- **Stated exercise A**
In the forum thread, what voltage rating does the condensing unit on the walk-in have?
- **Stated exercise B**
From the forum thread, copy the passage that begins at the words "that will be" and stops after "of this job.".

- **Text**

═══

The air make up unit on single phase ? the motor wired on 240 volts ? 

That part you will need to look little closer to hood contol panel in case with ansal system.
( if you are using 240 tri phase becarefull with which phase you need to run for 120 v control. )

the condensing unit yuh .,, the 240 volt work just fine with 208/230 rating. single or tri phase ? 

Get couple coconuts rolling to that guy to speed up some info you are looking on steam table that will change the game plans.


----------



## telsa (May 22, 2015)

papaotis said:


> today i was told the make-up air unit is run by the controls on the hood, which is 240v, not the 120 i wastold. guess that solves that one. the condensing unit on the walk-in is 208/230. that will work on 240 right? he's still screwed on steam table though the way i see it. details are coming VERY slowly in this place!


Papa, is this the first restaurant you've messed with ?

S L O W information is the NORM. :laughing:


----------



## telsa (May 22, 2015)

This job has EXTRAS written all over it.

It's a Design & Redesign & Rebuild job.


----------



## papaotis (Jun 8, 2013)

first restuarant , no. first one this fudged up! and iv'e never had to deal with 208 except 3 phase. we dont have 3 phase and would be VERY expensive to get it there even thiugh there is a pad mount 100' away. it might run run the whole downtown, havent checked into that yet. there is a transformer not 40' away that only runs an a/c but theres so much chit around it i cant see all of the rating plate! i did see 208/120. but it is on anothers meter.:whistling2:


----------



## frenchelectrican (Mar 15, 2007)

papaotis said:


> first restuarant , no. first one this fudged up! and iv'e never had to deal with 208 except 3 phase. we dont have 3 phase and would be VERY expensive to get it there even thiugh there is a pad mount 100' away. it might run run the whole downtown, havent checked into that yet. there is a transformer not 40' away that only runs an a/c but theres so much chit around it i cant see all of the rating plate! i did see 208/120. but it is on anothers meter.:whistling2:



Ahh gotcha what ya saying .,,

that will be one heckva a challange on that.

I hope ya can find a way around this mess..


----------



## telsa (May 22, 2015)

Document the H out of this job.

You KNOW that the GC will deny how fouled up the flow of info was// is.


----------



## sbrn33 (Mar 15, 2007)

You should be able to convert the steam table to single phase pretty easily. Sounds like you got the rest taken care of. If not replace the motor on the MAU.


----------

═══

- **Dataset**
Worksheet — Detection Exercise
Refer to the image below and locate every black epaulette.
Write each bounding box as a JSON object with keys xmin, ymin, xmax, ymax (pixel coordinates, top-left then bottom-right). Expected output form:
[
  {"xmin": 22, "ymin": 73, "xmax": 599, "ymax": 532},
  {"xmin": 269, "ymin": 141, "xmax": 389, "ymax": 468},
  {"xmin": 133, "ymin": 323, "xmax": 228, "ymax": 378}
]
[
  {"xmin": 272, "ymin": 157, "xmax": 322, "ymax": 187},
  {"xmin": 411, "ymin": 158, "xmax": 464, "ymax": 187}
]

═══

- **Complete output A**
208/230

- **Complete output B**
that will be one heckva a challange on that.

I hope ya can find a way around this mess..


----------



## telsa (May 22, 2015)

Document the H out of this job.